## Compiti richiesti
- 1) Indichi se ciascuna delle seguenti affermazioni concorda con l'ordinanza della Cassazione, rispondendo sì o no e citando testualmente le parole decisive: (a) la sentenza impugnata è stata pronunciata dalla Corte d'appello di Napoli; (b) il collegio è presieduto dal Dott. Franco De Stefano; (c) A.M.R. figura come ricorrente incidentale.
- 2) Prosegua l'ordinanza della Cassazione a partire dall'ultima frase riportata.

## Testo
---
LA CORTE SUPREMA DI CASSAZIONE

SEZIONE SESTA CIVILE

SOTTOSEZIONE 3

Composta dagli Ill.mi Sigg.ri Magistrati:

Dott. AMENDOLA Adelaide – Presidente –

Dott. DE STEFANO Franco – Consigliere –

Dott. OLIVIERI Stefano – rel. Consigliere –

Dott. SCRIMA Antonietta – Consigliere –

Dott. VINCENTI Enzo – Consigliere –

ha pronunciato la seguente:

ORDINANZA

sul ricorso 6023/2016 proposto da:

GENERALI ITALIA SPA, già INA ASSITALIA SPA (C.F. (OMISSIS)), in

persona del legale rappresentante pro tempore, elettivamente

domiciliata in ROMA, VIA LUCREZIO CARO 62, presso lo studio

dell’avvocato VALENTINO FEDELI, rappresentata e difesa dall’avvocato

RENATO MAGALDI, giusta procura in calce al ricorso;

– ricorrente –

contro

R.A., elettivamente domiciliato in ROMA, VIA COSSERIA 2,

presso lo studio dell’avvocato ALFREDO PLACIDI, rappresentato e

difeso dall’avvocato PASQUALE DI NIAIO, giusta procura a margine del

ricorso incidentale;

– controricorrente e ricorrente incidentale –

e contro

GENERALI ITALIA SPA, già INA ASSITALIA SPA (C.F. (OMISSIS)), in

persona del legale rappresentante pro tempore, elettivamente

domiciliata in ROMA VIA LUCREZIO CARO 62, presso lo studio

dell’avvocato VALENTINO FEDELI, rappresentata e difesa dall’avvocato

RENATO MAGALDI, giusta procura in calce controricorso al ricorso

incidentale;

– controricorrente al ricorrente incidentale –

e contro

A.M.R.;

– intimata –

avverso la sentenza n. 404/2015, emessa il 13/01/2015, della CORTE

D’APPELLO di NAPOLI, depositata il 26/01/2015;

udita la relazione della causa svolta nella camera di consiglio non

partecipata del 19/01/2017 dal Consigliere Relatore Dott. STITANO

OLIVIERI;

Il Collegio ha raccomandato redazione di motivazione semplificata.
---
Dati di annotazione sulla posizione degli oggetti:
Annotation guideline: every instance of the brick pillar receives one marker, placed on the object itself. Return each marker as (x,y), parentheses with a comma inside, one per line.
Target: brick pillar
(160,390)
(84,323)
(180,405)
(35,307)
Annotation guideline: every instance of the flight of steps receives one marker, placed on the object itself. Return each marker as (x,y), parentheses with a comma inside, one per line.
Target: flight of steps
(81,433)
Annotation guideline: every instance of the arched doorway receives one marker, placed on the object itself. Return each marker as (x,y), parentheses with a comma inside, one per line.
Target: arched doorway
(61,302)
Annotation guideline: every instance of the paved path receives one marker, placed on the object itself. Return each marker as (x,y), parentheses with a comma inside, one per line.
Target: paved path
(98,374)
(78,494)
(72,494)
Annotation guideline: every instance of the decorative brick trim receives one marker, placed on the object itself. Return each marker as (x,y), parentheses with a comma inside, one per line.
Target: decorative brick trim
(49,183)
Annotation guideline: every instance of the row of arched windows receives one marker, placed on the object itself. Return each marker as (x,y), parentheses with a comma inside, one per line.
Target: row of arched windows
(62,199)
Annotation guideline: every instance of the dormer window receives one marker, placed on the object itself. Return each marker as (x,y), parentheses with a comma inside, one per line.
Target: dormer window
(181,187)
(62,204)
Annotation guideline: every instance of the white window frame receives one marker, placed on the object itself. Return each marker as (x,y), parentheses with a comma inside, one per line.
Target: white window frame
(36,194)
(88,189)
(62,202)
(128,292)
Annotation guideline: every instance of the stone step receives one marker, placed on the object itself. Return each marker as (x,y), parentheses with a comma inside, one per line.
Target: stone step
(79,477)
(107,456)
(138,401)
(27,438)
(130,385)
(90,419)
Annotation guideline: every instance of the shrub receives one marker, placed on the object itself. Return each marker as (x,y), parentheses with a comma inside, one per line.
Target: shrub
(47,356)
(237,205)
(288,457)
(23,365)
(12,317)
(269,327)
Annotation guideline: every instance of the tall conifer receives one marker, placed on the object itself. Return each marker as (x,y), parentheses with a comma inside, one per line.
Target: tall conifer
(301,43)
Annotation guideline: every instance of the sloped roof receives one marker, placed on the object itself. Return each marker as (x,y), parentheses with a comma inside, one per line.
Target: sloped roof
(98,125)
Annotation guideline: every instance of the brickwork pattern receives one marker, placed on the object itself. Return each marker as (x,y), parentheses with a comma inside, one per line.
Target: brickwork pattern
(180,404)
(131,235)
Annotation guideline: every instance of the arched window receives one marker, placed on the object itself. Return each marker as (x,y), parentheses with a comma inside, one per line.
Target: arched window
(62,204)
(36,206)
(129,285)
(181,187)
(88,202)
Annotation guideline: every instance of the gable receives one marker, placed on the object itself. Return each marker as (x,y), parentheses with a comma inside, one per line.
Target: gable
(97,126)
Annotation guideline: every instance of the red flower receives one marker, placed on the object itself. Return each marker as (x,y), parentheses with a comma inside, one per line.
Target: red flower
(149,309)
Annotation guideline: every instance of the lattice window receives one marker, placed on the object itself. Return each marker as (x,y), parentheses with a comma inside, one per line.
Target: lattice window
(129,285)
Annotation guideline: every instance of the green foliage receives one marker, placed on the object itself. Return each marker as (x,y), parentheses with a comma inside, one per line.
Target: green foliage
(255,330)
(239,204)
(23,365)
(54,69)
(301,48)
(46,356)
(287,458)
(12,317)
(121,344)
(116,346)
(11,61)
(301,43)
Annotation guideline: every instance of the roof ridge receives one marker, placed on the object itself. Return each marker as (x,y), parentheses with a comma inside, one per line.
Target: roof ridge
---
## Risposte fornite
- 1)
(a) Sì: "D’APPELLO di NAPOLI".
(b) No: "Dott. AMENDOLA Adelaide – Presidente –".
(c) No: "– intimata –".

- 2)
Fatto

IN FATTO

Premesso:

La Corte d’appello di Napoli con sentenza 26.1.2015 ha dichiarato inammissibile l’atto di appello proposto da INA Assitalia Assicurazioni s.p.a. non essendo stata fornita prova da parte dell’appellante della “legitimatio ad causam”;

Ha rilevato il Giudice di appello che:

– nell’atto di impugnazione la società aveva dichiarato di “essere subentrata alla società fusa per incorporazione Assitalia Le Assicurazioni d’Italia s.p.a.” (parte sostanziale e processuale in primo grado);

– nella procura ad litem risultava richiamato “un atto di fusione per incorporazione INA Vita s.p.a. e Assitalia Le Assicurazioni d’Italia s.p.a. (Notaio dr. S.M. rep. (OMISSIS))” che tuttavia non risultava prodotto in allegato all’atto di impugnazione;

– la parte appellante, sebbene sollecitata ex officio, alla udienza 16.9.2014 a fornire la prova della legittimazione attiva, non vi provvedeva;

Avverso la sentenza non notificata ha proposto ricorso per cassazione Generali Italia s.p.a. (già INA Assitalia s.p.a.) deducendo con i primi due motivi violazione e falsa applicazione dell’art. 2054 bis c.c. (in relazione agli effetti della fusione: primo motivo), e violazione dell’art. 2054 bis c.c., e dell’art. 2188 c.c. (in relazione alla prova della iscrizione nel registro delle imprese);

Resiste R.A. con controricorso e ricorso incidentale condizionato affidato ad un unico motivo;

Generali Italia s.p.a. ha depositato controricorso al ricorso incidentale nonchè memoria ex art. 380 bis c.p.c..

Diritto

OSSERVA IN DIRITTO

I primi due motivi del ricorso principale possono essere esaminati congiuntamente per ragioni di connessione logica.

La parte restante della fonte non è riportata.